> READING TEXT
□ □ □ □ □

- Theatrical release poster
- Directed by: Gleb Orlov Maksim Pezhemsky
- Written by: Semyon Slepakov Vyacheslav Dusmukhametov Alexey Lyaporov Garik Martirosyan
- Produced by: Artur Janibekyan Ruben Dishdishyan Garik Martirosyan Semyon Slepakov Alexander Dulerayn
- Starring: Sergei Svetlakov Mikhail Galustyan Valeriy Magdiash Viktor Verzhbitsky
- Music by: Pavel Volya DJ Groove
- Production companies: Central Partnership Comedy Club Production
- Release date: 21 January 2010;
- Running time: 85 minutes
- Country: Russia
- Language: Russian
- Budget: 2 million dollars
- Box office: 22 212 223 dollars

= Our Russia. The Balls of Fate =

Our Russia. Balls of Fate (Наша Russia. Яйца судьбы) is a 2010 Russian comedy film directed by Gleb Orlov and Maksim Pezhemsky and starring Sergey Svetlakov, Mikhail Galustyan, Valeriy Magdiash and Viktor Verzhbitsky. It is based on the sketch-comedy series Our Russia (which itself is an adaptation of the show Little Britain) and follows most of its characters, mainly gastarbeiters Ravshan (Galustyan) and Dzhamshut (Magdiash) and their boss Leonid (Svetlakov). The film was the highest-grossing film of 2010 in Russia with $22.2 million in ticket sales.

□ □ □ □ □

> DATASET ROWS
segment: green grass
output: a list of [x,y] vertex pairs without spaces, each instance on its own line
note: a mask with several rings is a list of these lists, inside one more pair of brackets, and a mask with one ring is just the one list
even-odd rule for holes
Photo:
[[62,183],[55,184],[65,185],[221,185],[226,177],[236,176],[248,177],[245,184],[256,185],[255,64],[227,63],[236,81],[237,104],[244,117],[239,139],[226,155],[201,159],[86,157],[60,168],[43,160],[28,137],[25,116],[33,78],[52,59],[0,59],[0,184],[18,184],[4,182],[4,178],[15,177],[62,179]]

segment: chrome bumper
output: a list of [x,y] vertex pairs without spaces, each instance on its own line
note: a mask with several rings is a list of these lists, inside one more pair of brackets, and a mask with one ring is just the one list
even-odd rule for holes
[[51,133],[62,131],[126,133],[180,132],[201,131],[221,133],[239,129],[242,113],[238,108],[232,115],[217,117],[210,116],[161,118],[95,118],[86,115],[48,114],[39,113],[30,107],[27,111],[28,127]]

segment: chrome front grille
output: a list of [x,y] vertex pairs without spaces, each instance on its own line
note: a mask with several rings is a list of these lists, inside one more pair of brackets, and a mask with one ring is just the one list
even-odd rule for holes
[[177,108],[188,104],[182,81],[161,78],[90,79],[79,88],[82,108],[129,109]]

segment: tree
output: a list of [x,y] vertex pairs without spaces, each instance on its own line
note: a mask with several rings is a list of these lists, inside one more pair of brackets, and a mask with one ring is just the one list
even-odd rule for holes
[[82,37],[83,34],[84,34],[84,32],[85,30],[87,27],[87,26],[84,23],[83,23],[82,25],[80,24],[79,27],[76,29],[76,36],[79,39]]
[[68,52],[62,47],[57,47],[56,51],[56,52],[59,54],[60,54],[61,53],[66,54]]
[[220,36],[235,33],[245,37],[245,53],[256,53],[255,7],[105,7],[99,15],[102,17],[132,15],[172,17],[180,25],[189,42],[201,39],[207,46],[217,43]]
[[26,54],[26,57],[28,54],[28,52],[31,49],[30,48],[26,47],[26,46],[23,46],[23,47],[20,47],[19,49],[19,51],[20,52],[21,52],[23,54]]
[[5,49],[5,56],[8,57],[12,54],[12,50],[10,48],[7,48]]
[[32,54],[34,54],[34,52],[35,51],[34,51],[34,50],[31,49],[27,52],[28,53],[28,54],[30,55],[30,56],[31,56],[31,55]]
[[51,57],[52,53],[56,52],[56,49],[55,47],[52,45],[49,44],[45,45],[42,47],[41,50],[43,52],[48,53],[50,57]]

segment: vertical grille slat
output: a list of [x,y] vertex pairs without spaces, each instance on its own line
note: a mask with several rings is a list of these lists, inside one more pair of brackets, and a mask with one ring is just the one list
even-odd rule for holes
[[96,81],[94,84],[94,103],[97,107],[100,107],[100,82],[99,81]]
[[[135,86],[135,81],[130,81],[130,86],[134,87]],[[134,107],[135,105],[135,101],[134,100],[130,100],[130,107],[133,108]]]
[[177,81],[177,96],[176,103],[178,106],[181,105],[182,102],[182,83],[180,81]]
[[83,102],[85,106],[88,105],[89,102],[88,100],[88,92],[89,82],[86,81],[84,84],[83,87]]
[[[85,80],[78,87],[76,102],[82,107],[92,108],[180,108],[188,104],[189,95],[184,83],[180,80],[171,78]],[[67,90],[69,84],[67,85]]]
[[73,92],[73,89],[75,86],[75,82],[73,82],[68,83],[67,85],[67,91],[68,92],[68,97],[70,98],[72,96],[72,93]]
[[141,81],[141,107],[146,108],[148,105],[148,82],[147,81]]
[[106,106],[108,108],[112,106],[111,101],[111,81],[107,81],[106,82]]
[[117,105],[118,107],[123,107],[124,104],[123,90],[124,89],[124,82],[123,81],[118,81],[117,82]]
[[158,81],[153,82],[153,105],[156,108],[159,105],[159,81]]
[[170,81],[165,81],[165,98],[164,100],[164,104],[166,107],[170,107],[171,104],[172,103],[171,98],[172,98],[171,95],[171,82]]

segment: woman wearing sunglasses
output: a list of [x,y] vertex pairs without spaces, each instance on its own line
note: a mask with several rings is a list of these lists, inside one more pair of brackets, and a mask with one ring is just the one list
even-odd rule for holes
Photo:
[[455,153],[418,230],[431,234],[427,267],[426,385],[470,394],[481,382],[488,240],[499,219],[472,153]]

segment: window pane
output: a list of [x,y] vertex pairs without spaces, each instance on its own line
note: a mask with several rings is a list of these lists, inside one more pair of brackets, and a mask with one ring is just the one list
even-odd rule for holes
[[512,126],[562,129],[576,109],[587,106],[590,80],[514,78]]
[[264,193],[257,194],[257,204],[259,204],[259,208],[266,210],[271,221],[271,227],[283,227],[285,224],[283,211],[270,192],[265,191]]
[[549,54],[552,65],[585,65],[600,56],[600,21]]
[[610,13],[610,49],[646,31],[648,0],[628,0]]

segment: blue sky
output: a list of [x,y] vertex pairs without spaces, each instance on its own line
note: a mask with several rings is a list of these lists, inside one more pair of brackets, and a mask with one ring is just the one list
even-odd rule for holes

□ □ □ □ □

> WRITTEN PROBLEM 1
Answer these questions using the film article about Our Russia. The Balls of Fate.
(a) What is the film's running time?
(b) Which show is the sketch-comedy series Our Russia an adaptation of?
(c) Which actor plays Dzhamshut?
> WRITTEN PROBLEM 2
Translate this sentence from the film article about Our Russia. The Balls of Fate into Spanish: "The film was the highest-grossing film of 2010 in Russia with $22.2 million in ticket sales."
> WRITTEN PROBLEM 3
Continue the film article about Our Russia. The Balls of Fate from the point where it stops.

> WRITTEN ANSWER 1
(a) 85 minutes
(b) Little Britain
(c) Valeriy Magdiash

> WRITTEN ANSWER 2
La película fue la más taquillera de 2010 en Rusia, con 22,2 millones de dólares en venta de entradas.

> WRITTEN ANSWER 3
==Plot==
The story begins with Viktor Marianovich Ryabushkin, the richest billionaire in Moscow. He had the Golden Balls of Genghis Khan, which brought him wealth and power. He would show them to his family and friends but after that, he killed them so that they would not tell anyone his secret. After he murdered them all, he decided to make repairs since the traces of bullets damaged the walls in the house. Brigadier Leonid receives an order to repair the apartment.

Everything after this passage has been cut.